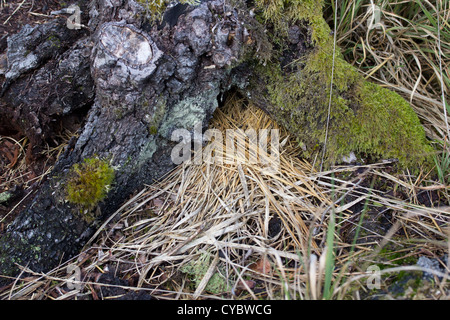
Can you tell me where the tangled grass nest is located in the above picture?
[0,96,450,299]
---------------
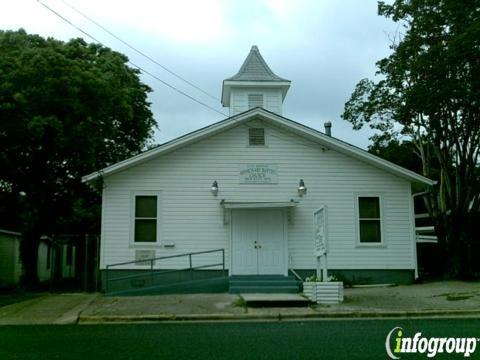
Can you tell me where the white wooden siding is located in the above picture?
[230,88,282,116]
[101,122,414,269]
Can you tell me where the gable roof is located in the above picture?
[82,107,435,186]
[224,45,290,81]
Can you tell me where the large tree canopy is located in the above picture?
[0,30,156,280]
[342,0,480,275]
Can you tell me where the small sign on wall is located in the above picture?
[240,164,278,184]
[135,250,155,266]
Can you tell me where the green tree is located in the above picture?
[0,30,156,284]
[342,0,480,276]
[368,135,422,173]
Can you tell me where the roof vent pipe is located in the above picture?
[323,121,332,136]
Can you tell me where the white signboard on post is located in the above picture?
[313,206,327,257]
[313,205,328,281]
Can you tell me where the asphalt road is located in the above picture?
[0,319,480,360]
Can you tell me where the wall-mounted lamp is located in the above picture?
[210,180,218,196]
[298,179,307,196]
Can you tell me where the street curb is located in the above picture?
---------------
Swap "street curb" for "sidewalk edge" in the material, starting with the line containing "Can you tell me where the wall-mounted" and going on through the line containing "Can you tell me where the street". Give only those lines, with everything else unchanged.

Can you tell me where the wall-mounted lamp is located in the above picture?
[210,180,218,196]
[298,179,307,196]
Can you tell me where the sidewalk edge is located in the above picture?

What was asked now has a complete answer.